**TASK**
Search term "what": copy each line of the records that contains it.

**MATERIAL PROVIDED**
▬▬▬

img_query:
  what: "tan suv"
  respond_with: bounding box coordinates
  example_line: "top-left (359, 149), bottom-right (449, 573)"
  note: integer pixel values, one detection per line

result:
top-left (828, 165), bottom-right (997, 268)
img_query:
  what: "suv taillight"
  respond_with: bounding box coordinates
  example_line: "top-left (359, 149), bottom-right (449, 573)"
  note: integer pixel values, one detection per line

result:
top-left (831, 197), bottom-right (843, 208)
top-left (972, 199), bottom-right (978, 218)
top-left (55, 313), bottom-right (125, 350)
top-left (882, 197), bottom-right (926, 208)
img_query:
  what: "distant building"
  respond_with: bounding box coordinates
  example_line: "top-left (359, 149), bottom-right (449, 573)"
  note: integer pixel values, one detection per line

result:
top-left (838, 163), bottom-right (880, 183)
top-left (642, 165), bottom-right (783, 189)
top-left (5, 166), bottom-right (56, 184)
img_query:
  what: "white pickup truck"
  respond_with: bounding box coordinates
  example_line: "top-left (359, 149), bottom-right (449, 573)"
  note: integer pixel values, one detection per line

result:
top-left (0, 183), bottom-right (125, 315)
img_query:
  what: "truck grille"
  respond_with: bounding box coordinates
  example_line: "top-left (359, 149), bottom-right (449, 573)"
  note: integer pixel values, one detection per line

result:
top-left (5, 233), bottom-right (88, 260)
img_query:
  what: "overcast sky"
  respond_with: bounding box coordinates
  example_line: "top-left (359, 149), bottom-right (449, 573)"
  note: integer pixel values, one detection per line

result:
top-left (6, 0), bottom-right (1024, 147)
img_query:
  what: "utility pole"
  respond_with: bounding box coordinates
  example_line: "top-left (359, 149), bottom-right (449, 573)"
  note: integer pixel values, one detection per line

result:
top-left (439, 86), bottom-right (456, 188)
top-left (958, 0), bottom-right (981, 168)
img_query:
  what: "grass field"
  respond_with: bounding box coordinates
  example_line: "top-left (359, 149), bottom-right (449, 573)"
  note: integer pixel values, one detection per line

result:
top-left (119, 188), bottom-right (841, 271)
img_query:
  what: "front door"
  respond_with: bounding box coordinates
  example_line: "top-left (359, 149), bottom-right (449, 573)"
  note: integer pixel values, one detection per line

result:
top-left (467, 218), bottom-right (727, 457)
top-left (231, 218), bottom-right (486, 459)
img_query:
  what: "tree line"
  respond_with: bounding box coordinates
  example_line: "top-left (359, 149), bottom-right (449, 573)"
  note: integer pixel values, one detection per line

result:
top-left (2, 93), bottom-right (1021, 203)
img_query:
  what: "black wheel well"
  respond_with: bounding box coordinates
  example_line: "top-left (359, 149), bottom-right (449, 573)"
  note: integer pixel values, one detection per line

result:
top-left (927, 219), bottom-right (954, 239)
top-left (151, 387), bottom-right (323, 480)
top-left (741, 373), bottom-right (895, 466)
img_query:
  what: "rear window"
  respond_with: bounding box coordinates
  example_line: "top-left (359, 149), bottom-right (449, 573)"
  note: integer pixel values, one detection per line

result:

▬▬▬

**YOUR SOLUTION**
  what: "tan suv"
  what: "suv taillight"
  what: "distant building"
  what: "white pickup truck"
  what: "truck grille"
  what: "overcast sky"
  what: "utility pole"
  what: "grass field"
  what: "front door"
  what: "tree line"
  what: "black wheel well"
  what: "rear window"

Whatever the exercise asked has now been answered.